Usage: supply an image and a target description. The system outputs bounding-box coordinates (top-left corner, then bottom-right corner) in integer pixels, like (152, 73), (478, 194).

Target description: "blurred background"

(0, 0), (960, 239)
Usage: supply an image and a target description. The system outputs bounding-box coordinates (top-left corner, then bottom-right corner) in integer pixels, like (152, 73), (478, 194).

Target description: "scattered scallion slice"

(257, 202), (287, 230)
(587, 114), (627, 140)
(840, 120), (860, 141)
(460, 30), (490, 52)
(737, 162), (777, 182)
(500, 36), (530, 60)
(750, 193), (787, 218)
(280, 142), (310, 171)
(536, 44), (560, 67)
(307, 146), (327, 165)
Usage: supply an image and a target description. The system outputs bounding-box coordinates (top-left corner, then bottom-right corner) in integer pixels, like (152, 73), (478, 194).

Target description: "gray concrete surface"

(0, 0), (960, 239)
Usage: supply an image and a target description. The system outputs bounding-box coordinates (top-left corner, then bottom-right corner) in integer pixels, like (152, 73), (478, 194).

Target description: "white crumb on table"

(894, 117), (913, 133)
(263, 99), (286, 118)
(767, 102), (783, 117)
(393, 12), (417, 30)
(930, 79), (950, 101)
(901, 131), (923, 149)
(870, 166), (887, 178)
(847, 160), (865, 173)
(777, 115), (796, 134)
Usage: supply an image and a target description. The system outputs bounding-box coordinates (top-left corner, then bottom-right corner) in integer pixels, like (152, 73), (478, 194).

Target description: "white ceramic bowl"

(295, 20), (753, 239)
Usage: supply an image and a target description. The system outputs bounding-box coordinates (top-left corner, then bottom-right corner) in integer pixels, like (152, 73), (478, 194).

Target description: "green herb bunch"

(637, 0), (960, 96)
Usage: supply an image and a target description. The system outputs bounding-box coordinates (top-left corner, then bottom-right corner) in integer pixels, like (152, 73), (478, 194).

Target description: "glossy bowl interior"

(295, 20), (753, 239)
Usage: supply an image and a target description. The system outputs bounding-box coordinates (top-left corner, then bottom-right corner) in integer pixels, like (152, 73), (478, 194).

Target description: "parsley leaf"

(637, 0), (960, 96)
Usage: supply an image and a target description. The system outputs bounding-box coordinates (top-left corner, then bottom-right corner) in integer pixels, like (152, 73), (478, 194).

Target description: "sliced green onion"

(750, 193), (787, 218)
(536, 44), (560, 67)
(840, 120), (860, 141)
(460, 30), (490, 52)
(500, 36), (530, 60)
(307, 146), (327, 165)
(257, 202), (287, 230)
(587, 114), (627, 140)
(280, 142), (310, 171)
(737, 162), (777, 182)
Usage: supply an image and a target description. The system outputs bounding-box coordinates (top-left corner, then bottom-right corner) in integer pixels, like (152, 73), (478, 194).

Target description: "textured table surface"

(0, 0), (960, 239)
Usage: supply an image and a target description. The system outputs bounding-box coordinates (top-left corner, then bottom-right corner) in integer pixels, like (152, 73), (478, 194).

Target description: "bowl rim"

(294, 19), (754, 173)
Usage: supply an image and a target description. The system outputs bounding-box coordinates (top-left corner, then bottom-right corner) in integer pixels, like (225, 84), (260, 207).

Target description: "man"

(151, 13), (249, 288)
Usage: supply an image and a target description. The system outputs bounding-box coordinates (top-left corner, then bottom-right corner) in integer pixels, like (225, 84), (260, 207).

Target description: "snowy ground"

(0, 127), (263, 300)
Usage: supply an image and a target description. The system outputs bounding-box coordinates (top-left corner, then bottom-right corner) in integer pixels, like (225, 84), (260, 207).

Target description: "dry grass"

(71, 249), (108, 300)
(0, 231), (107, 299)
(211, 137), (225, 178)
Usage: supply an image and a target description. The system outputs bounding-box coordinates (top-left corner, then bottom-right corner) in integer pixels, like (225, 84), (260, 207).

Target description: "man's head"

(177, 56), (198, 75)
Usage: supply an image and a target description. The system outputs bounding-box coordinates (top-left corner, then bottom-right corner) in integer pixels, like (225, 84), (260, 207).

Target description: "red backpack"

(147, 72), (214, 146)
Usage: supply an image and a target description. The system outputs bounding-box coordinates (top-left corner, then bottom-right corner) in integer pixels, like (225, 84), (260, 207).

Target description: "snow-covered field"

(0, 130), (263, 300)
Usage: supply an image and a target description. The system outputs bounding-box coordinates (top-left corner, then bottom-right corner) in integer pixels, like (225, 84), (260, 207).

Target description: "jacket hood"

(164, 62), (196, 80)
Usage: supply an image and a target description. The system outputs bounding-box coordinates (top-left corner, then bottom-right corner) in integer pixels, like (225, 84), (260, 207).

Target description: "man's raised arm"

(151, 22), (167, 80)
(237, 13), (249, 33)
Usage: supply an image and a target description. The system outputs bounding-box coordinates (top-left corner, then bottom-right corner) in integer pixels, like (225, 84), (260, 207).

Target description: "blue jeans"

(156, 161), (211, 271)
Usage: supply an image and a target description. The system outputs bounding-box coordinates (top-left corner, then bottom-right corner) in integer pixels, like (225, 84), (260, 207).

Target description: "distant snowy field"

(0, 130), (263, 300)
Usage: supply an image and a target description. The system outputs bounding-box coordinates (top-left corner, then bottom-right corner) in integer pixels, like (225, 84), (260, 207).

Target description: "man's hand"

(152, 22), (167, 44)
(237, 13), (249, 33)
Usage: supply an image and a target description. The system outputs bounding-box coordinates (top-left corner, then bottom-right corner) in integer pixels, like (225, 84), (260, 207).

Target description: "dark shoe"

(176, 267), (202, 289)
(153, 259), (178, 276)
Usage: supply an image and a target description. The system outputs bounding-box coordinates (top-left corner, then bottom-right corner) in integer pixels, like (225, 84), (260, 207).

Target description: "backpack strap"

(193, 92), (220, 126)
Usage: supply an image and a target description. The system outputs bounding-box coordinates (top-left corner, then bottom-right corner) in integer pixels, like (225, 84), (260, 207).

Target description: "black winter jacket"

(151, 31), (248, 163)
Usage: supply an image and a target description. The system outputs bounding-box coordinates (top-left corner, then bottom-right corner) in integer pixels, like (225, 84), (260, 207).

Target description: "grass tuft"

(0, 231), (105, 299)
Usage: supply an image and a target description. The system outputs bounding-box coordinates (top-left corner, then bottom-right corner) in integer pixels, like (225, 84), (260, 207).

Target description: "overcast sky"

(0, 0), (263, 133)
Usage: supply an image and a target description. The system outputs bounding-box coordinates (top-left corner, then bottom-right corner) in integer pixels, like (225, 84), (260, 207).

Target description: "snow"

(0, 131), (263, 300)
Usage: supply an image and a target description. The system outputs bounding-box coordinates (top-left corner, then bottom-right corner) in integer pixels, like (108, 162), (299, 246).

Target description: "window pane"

☆ ☆ ☆ ☆ ☆

§ Set exercise: Write every entry out again exactly.

§ Finished task:
Usage: supply an image and a target description. The system outputs bounding-box coordinates (top-left corner, then bottom-right corner) in integer pixels, like (152, 73), (478, 194).

Target description: "blurred background"

(0, 0), (960, 239)
Usage: supply an image and a target description. The system outputs bounding-box coordinates (top-left corner, then bottom-right corner) in integer pixels, like (152, 73), (478, 194).

Target description: "scattered scallion slice"

(257, 202), (287, 230)
(587, 114), (627, 140)
(840, 120), (860, 141)
(460, 30), (490, 52)
(737, 162), (777, 182)
(500, 36), (530, 60)
(750, 193), (787, 218)
(280, 142), (310, 171)
(536, 44), (560, 67)
(307, 146), (327, 165)
Usage: supply an image and a target description. The system outputs bounding-box coordinates (top-left corner, then bottom-right corner) in integer pixels, like (152, 73), (478, 194).

Target description: "gray concrete surface"

(0, 0), (960, 239)
Usage: supply an image and a target description. The system outputs bounding-box coordinates (top-left corner, then bottom-right corner) in integer pixels, like (152, 73), (478, 194).

Target description: "white crumb on table"

(894, 117), (913, 133)
(263, 99), (286, 118)
(767, 102), (783, 117)
(393, 12), (417, 30)
(930, 79), (950, 101)
(901, 131), (923, 149)
(870, 166), (887, 178)
(847, 160), (865, 173)
(777, 115), (796, 134)
Usage: supply an image and a target description. The system outputs bounding-box coordinates (top-left corner, then bottom-right corner) in integer pixels, like (152, 73), (478, 194).

Target description: "white ceramic bowl"

(295, 20), (753, 239)
Usage: supply an image and a target description. The system outputs bounding-box coordinates (top-left corner, then bottom-right corner) in integer pixels, like (152, 73), (478, 194).

Target description: "green herb bunch"

(637, 0), (960, 96)
Usage: supply an image and a target description. The system outputs bounding-box coordinates (top-left corner, then bottom-right corner) in integer pixels, like (152, 73), (478, 194).

Target description: "glossy bowl interior"

(295, 20), (753, 239)
Usage: supply an image and a target description. The system outputs bounding-box coordinates (top-left corner, then bottom-right corner) in integer pixels, like (152, 73), (478, 194).

Target description: "parsley leaf"

(637, 0), (960, 96)
Usage: supply an image and a target description. The system outputs bounding-box coordinates (top-left corner, then bottom-right corner) in integer pixels, like (152, 73), (478, 194).

Target description: "sliced green onion"

(750, 193), (787, 218)
(536, 44), (560, 67)
(840, 120), (860, 141)
(460, 30), (490, 52)
(500, 36), (530, 60)
(307, 146), (327, 165)
(257, 202), (287, 230)
(587, 114), (627, 140)
(280, 142), (310, 171)
(737, 162), (777, 182)
Usage: supply an image and a target description. The system outputs bounding-box coordinates (top-left corner, then bottom-right corner) in integer pixels, like (152, 73), (478, 194).

Target description: "textured table surface"

(0, 0), (960, 239)
Usage: supply an image and a target description. The system outputs bounding-box coordinates (top-left corner, then bottom-right corner) in integer pixels, like (152, 73), (478, 194).

Target description: "bowl rim"

(294, 19), (754, 173)
Usage: supply an image and a target description. The system outputs bounding-box coordinates (top-left corner, then bottom-right corner) in integer pixels, like (225, 84), (260, 207).

Target description: "man"

(151, 13), (249, 288)
Usage: supply an image and a target description. The system outputs bounding-box coordinates (top-left corner, then bottom-right corner) in integer pixels, like (225, 84), (260, 207).

Target description: "snowy ground"

(0, 127), (263, 300)
Usage: supply an image and a target description. The system outputs bounding-box coordinates (top-left corner, then bottom-right corner) in integer pixels, like (225, 84), (260, 207).

Target description: "dry grass"

(71, 249), (108, 300)
(0, 231), (107, 299)
(211, 137), (225, 178)
Usage: supply an image and a target description. The system outputs bounding-box coordinates (top-left corner, then bottom-right corner) in integer pixels, like (225, 84), (260, 207).

Target description: "man's head"

(177, 56), (198, 75)
Usage: supply an image and a target description. The system outputs bounding-box coordinates (top-left corner, then bottom-right corner) in integer pixels, like (225, 84), (260, 207).

Target description: "red backpack"

(147, 72), (214, 146)
Usage: supply an image and a target description. The system outputs bounding-box coordinates (top-left corner, then bottom-right corner) in integer pixels, like (225, 84), (260, 207).

Target description: "snow-covered field"

(0, 130), (263, 300)
Usage: supply an image and a target description. The system outputs bounding-box coordinates (top-left corner, then bottom-right corner) in integer pixels, like (225, 84), (260, 207).

Target description: "jacket hood"

(164, 62), (196, 80)
Usage: supply an image and a target description. The system outputs bounding-box coordinates (top-left corner, then bottom-right corner) in integer pixels, like (225, 84), (260, 207).

Target description: "man's raised arm"

(151, 22), (167, 80)
(237, 13), (249, 33)
Usage: supply an image and a target description. The system outputs bounding-box coordinates (top-left corner, then bottom-right corner) in integer pixels, like (225, 84), (260, 207).

Target description: "blue jeans"

(156, 161), (211, 271)
Usage: supply an image and a target description. The system outputs bounding-box coordinates (top-left corner, then bottom-right corner) in integer pixels, like (225, 84), (260, 207).

Target description: "distant snowy field"

(0, 130), (263, 300)
Usage: supply an image and a target description. The system outputs bounding-box coordinates (top-left corner, then bottom-right corner) in integer pixels, like (225, 84), (260, 207).

Target description: "man's hand"

(152, 22), (167, 44)
(237, 13), (249, 33)
Usage: supply an image and a target description. The system outputs bounding-box coordinates (top-left corner, then bottom-right corner) in integer pixels, like (225, 84), (260, 207).

Target description: "dark shoe"

(176, 267), (202, 289)
(153, 259), (178, 276)
Usage: supply an image and a target description. The system outputs bounding-box coordinates (top-left corner, then bottom-right corner) in integer pixels, like (225, 84), (260, 207).

Target description: "backpack strap"

(193, 92), (220, 126)
Usage: supply an image and a target description. The system outputs bounding-box coordinates (top-left corner, then bottom-right corner) in integer pixels, like (225, 84), (260, 207).

Target description: "black winter jacket"

(151, 31), (248, 163)
Usage: supply an image and a target description. The system outputs bounding-box coordinates (top-left corner, then bottom-right corner) in integer pixels, like (225, 84), (260, 207).

Target description: "grass tuft"

(0, 231), (105, 299)
Usage: supply an image and a target description. The system outputs bounding-box coordinates (top-left corner, then bottom-right corner) in integer pixels, like (225, 84), (260, 207).

Target description: "overcast sky"

(0, 0), (263, 133)
Usage: supply an image and a target description. The system outputs bounding-box coordinates (top-left corner, then bottom-right corner) in integer pixels, like (225, 84), (260, 207).

Target description: "snow"

(0, 131), (263, 300)
Usage: supply an image and a target description. The system outputs bounding-box coordinates (top-left corner, then bottom-right corner) in integer pixels, like (108, 162), (299, 246).

Target description: "window pane"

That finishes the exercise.